* Set of tasks *
1 - According to the news report below on Israeli reservists, how many former Israeli soldiers refused to serve in the reserve force?
2 - Extend the news report on Israeli reservists and the Gaza fighting, picking up after its final sentence.
━━━ Text segment
According to Washington Post, more than 50 former Israeli soldiers have refused to serve in the nation’s reserve force, citing regret over their part in a military they said plays a central role in oppressing Palestinians, the Washington Post reported on Wednesday.
“We found that troops who operate in the occupied territories aren’t the only ones enforcing the mechanisms of control over Palestinian lives. In truth, the entire military is implicated. For that reason, we now refuse to participate in our reserve duties, and we support all those who resist being called to service,” the soldiers wrote in a petition posted online and first reported by the newspaper.
While some Israelis have refused to serve in the Palestinian territories of the West Bank, the military’s structure is such that serving in any capacity forces one to play a role in the conflict, said the soldiers, most of whom are women who would have been exempted from combat.
“Many of us served in logistical and bureaucratic support roles; there, we found that the entire military helps implement the oppression of the Palestinians,” they said.
Meanwhile, an Israeli air strike on the northern Gaza Strip killed five people on Wednesday evening, medics said, as Israel’s army announced two more soldiers had died in fighting. Earlier, Israeli tank fire killed five people, including two children, in southern Gaza, emergency services spokesman Ashraf al-Qudra said, as Wednesday’s body count reached at least 47 Palestinians. A series of other strikes and shellings throughout Gaza brought the total number killed from 16 days of conflict between Israel and Hamas to 678 Palestinians, according to figures from Qudra. Another air strike on Wednesday killed a two-year-old girl, Qudra said. Some 32 people in Israel - two civilians, a foreign worker and 29 soldiers - have been killed during the Jewish state’s operation to stamp out rocket fire from Gaza militants and destroy Hamas tunnels.
━━━━━━
━━━ Information given
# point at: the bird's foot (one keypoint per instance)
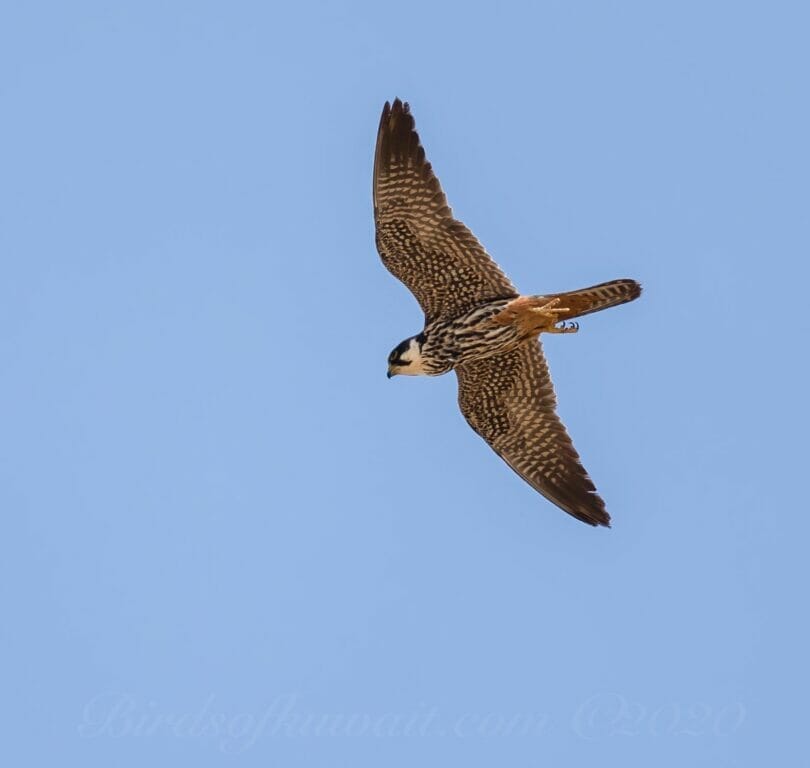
(564, 327)
(550, 312)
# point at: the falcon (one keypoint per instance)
(478, 325)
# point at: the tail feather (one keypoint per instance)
(597, 297)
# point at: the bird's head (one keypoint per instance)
(406, 357)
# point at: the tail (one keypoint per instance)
(602, 296)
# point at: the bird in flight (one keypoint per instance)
(478, 325)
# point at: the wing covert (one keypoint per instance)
(509, 400)
(419, 241)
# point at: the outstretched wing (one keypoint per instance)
(420, 242)
(509, 400)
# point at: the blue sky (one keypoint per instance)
(229, 540)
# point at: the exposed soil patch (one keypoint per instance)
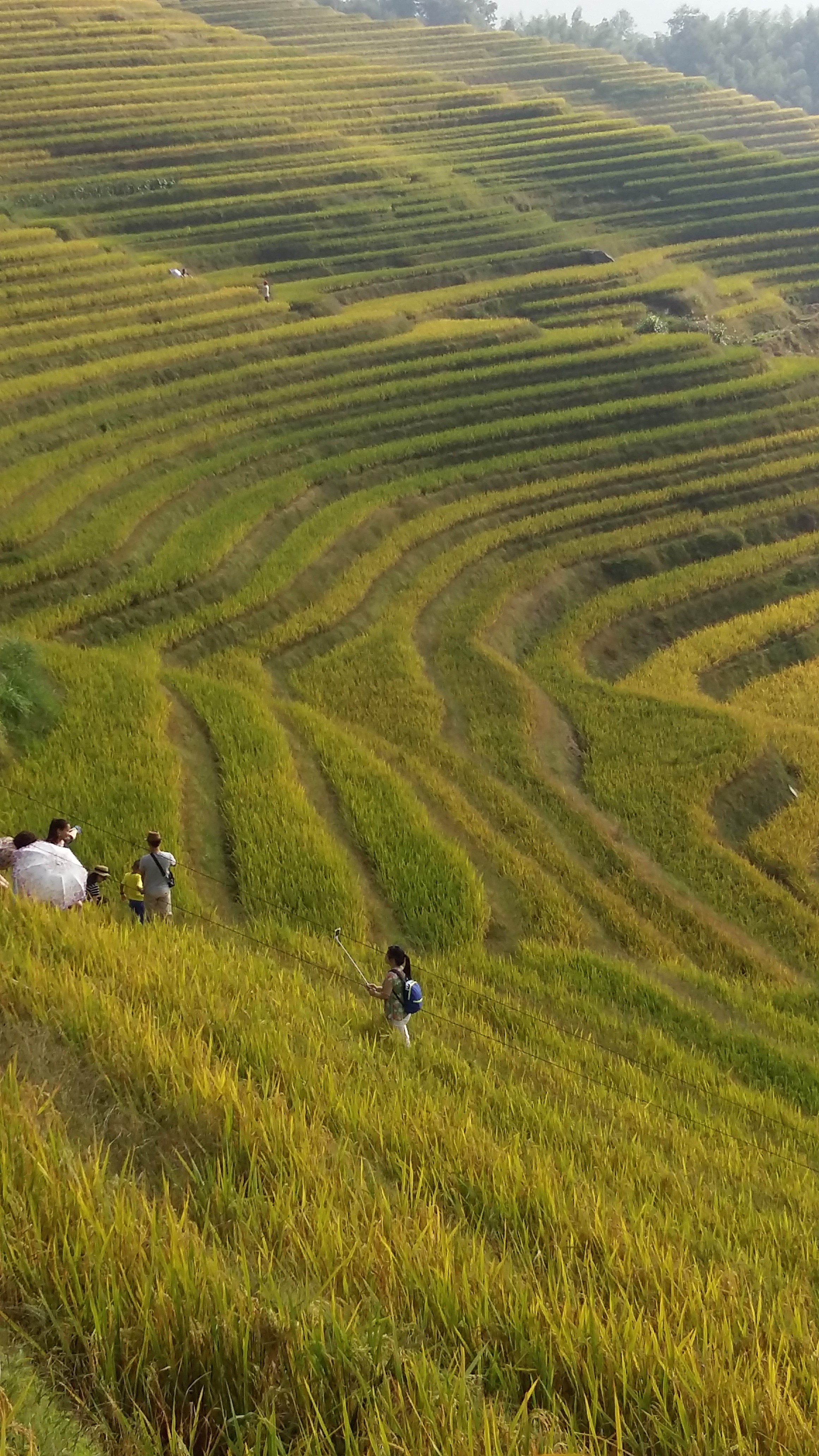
(726, 679)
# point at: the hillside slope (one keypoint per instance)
(467, 595)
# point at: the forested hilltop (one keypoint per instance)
(410, 509)
(769, 54)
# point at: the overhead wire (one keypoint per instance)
(766, 1119)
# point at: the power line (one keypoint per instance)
(766, 1119)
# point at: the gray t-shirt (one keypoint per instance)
(153, 880)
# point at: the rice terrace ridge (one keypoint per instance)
(422, 578)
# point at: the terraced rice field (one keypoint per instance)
(464, 595)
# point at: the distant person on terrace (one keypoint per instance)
(391, 991)
(158, 880)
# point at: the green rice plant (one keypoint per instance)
(113, 714)
(286, 864)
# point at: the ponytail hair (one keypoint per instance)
(400, 960)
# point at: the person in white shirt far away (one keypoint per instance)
(155, 868)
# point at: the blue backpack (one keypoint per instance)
(413, 996)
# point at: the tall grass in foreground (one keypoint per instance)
(305, 1241)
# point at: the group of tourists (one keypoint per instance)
(49, 870)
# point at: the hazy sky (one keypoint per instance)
(649, 15)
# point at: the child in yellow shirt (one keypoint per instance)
━━━━━━
* Exercise responses *
1 - More than 50.

2 -
Early on Wednesday, the military announced two soldiers had been killed in fighting the night before.
And a foreign worker, whose nationality was not immediately disclosed, died later Wednesday after being hit by a mortar round fired from Gaza, police said.
Rights groups have said that more than 80 percent of Palestinians killed have been civilians, with Gaza-based NGO the Palestinian Centre for Human Rights saying more than 90 were women and more than 160 children.

KERRY SAYS ‘SOME PROGRESS’ IN GAZA TRUCE EFFORTS

Washington’s top diplomat said global efforts to end 16 days of bloodshed in Gaza were progressing Wednesday as the fighting raged on and airlines suspended flights over rocket fears.
As US Secretary of State John Kerry and UN chief Ban Ki-moon held talks in Jerusalem, they appeared cautiously optimistic, saying they had pooled their efforts in the hope of boosting the quest for a truce in a conflict that has claimed 678 lives in Gaza and 32 in Israel.
“We have certainly made some steps forward, but there is still work to be done,” Kerry said as he met the UN chief for the second time this week.
“We are now joining our forces in strength to make a ceasefire as soon as possible,” Ban said, warning there was no time to lose as concern mounted over the rising civilian body count.
The US diplomat offered a similar message to the Palestinians.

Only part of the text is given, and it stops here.